What the task requires >> After finding the line with "Where can the river be" in the entries below, retype exactly each line from there through the line with "Target: lamp post", including that final line.

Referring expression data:
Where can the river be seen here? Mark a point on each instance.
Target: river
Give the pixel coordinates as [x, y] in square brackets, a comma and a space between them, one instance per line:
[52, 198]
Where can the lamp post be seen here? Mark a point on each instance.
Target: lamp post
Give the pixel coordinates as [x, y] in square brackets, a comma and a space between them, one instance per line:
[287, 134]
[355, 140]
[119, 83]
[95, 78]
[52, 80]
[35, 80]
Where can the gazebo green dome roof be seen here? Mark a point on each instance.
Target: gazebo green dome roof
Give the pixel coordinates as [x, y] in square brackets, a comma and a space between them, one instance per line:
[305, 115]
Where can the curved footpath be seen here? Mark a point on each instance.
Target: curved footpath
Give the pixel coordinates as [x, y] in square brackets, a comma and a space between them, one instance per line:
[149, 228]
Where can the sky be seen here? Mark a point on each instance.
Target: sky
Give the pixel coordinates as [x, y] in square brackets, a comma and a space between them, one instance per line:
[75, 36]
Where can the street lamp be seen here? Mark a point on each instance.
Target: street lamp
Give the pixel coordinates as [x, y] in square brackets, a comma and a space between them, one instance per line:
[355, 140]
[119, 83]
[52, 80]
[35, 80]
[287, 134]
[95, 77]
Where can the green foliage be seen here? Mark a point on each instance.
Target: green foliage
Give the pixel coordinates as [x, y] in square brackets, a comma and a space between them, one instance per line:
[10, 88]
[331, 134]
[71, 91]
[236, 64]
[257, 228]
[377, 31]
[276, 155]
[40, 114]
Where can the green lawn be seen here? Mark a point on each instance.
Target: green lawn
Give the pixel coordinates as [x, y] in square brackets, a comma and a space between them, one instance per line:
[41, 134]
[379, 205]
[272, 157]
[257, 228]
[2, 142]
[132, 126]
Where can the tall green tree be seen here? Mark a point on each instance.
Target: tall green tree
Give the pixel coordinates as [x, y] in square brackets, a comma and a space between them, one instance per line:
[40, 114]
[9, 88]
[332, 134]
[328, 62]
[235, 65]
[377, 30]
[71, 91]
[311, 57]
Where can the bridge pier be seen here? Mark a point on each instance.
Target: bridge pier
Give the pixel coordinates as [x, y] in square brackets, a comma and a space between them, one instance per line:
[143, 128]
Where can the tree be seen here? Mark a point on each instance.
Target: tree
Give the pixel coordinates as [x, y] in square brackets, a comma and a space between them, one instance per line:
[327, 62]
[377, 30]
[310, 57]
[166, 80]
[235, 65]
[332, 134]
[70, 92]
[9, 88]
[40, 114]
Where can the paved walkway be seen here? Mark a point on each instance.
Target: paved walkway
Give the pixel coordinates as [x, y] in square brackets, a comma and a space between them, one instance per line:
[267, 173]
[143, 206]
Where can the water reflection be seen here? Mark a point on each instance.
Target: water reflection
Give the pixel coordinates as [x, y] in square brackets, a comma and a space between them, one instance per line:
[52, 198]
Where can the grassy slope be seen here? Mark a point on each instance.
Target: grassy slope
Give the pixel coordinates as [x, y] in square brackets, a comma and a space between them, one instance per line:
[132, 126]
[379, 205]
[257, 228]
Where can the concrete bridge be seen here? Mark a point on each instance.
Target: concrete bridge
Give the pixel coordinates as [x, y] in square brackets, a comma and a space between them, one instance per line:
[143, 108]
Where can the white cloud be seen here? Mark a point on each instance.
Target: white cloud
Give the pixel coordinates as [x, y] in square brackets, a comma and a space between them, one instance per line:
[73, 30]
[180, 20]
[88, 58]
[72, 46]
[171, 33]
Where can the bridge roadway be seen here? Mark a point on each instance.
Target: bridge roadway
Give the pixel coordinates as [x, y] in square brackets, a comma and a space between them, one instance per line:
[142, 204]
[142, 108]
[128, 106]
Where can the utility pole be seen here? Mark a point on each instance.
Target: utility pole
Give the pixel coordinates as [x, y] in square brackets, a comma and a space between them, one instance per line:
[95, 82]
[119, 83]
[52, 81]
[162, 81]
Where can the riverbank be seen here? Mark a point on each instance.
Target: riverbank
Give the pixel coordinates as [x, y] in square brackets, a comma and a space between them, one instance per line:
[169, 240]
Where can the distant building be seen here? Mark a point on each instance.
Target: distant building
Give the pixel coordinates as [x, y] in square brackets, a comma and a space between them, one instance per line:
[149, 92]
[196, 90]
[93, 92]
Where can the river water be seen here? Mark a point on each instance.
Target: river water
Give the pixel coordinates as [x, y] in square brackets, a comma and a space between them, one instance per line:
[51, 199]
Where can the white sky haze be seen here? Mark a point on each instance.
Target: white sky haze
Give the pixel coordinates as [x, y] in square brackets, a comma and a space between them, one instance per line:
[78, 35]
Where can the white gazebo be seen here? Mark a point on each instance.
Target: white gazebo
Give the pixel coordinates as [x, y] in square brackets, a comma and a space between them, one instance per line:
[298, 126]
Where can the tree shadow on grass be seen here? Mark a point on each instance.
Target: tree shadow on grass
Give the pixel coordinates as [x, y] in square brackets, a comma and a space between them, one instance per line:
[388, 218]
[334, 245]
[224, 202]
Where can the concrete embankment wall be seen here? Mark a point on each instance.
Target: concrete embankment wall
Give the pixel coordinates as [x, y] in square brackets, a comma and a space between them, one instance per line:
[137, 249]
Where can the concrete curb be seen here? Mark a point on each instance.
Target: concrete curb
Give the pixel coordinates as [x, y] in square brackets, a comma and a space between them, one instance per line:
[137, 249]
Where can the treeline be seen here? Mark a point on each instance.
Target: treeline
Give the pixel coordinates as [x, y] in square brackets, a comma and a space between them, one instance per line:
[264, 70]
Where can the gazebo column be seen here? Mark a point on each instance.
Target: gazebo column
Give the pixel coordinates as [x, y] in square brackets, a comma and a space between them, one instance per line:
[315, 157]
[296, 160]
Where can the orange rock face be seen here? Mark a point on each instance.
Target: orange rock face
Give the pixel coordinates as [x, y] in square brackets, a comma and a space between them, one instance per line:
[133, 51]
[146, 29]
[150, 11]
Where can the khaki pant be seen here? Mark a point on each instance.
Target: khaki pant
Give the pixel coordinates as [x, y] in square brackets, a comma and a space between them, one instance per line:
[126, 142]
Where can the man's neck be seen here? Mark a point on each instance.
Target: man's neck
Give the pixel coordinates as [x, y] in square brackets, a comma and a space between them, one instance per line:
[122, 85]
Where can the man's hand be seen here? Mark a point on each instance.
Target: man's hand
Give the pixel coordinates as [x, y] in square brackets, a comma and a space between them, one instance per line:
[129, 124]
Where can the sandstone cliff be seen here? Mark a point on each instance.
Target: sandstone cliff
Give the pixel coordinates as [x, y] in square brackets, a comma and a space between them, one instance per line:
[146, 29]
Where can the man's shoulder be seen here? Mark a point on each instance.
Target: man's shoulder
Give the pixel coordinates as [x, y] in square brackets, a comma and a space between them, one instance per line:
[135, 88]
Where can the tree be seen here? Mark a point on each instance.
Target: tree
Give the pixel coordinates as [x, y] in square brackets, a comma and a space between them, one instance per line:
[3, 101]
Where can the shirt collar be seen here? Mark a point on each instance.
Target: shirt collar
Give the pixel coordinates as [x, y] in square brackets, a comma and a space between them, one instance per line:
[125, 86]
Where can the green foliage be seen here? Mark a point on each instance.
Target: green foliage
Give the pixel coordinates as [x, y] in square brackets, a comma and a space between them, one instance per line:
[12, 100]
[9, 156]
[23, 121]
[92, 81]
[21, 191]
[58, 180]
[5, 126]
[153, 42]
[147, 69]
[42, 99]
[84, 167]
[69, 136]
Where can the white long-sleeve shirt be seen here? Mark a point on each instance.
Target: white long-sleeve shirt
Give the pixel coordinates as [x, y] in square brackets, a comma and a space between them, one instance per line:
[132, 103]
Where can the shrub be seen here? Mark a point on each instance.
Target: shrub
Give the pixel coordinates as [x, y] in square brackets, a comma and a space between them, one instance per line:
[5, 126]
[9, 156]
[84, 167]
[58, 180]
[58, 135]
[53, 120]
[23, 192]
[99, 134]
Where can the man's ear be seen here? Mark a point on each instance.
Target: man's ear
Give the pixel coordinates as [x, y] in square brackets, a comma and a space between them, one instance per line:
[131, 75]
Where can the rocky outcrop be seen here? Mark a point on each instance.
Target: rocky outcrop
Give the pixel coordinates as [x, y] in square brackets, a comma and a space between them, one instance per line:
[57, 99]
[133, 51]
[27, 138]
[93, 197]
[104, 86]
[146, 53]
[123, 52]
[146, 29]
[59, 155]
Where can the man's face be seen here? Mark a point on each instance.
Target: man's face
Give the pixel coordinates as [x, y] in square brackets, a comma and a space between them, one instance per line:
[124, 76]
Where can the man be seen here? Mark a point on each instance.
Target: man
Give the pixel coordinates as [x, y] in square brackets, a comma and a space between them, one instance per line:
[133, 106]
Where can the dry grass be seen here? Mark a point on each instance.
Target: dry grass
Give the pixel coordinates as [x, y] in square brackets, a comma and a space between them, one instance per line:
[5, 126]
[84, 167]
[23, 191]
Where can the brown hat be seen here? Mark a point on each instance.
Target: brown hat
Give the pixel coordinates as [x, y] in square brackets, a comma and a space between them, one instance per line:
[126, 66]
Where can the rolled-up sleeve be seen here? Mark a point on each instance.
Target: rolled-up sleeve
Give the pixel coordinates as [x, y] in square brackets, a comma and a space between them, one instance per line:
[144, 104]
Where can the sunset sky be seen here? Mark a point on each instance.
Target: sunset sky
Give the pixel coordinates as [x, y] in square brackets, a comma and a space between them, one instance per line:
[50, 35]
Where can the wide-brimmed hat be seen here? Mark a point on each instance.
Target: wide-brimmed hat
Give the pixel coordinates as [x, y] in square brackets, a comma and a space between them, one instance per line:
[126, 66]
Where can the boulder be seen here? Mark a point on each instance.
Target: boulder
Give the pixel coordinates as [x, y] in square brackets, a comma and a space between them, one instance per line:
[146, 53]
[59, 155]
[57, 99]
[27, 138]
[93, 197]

...

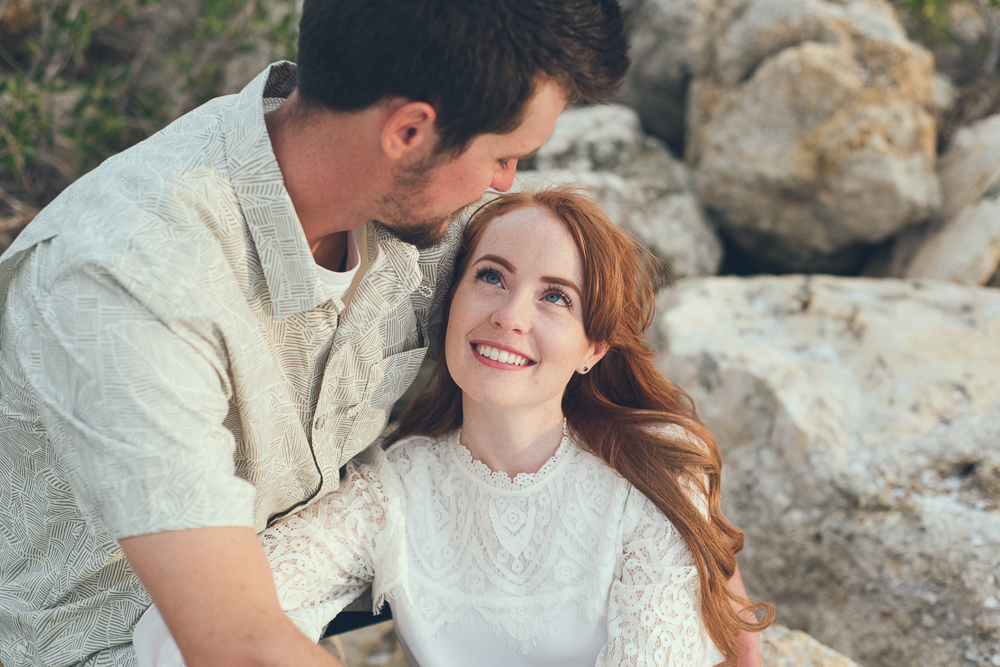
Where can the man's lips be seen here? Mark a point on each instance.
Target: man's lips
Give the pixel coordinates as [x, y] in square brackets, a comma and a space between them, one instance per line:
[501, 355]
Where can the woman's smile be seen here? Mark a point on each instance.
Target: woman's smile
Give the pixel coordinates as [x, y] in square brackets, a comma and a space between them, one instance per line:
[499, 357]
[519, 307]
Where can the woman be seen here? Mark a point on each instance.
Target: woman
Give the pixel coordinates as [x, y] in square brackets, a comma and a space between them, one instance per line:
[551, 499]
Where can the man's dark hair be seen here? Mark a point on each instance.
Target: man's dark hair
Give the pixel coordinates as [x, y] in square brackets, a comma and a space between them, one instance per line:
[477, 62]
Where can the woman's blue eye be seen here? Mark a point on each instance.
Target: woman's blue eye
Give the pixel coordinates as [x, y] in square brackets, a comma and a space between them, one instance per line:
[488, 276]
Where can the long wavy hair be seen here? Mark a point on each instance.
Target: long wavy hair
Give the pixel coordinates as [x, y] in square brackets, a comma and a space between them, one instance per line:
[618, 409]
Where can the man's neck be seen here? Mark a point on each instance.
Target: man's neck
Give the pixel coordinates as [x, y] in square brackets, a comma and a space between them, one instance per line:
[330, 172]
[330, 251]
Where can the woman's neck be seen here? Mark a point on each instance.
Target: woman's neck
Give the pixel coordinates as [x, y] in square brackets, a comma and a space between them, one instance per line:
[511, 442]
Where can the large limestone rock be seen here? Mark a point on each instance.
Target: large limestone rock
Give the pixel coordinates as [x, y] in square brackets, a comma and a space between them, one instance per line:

Task answer >>
Where can the river be seen here? Mark a point on each instance.
Target: river
Give the pixel coordinates as [x, y] in square brackets, a comma and a space between them, one instance per line:
[52, 198]
Where can the lamp post be seen here? Mark a point on each instance.
Target: lamp post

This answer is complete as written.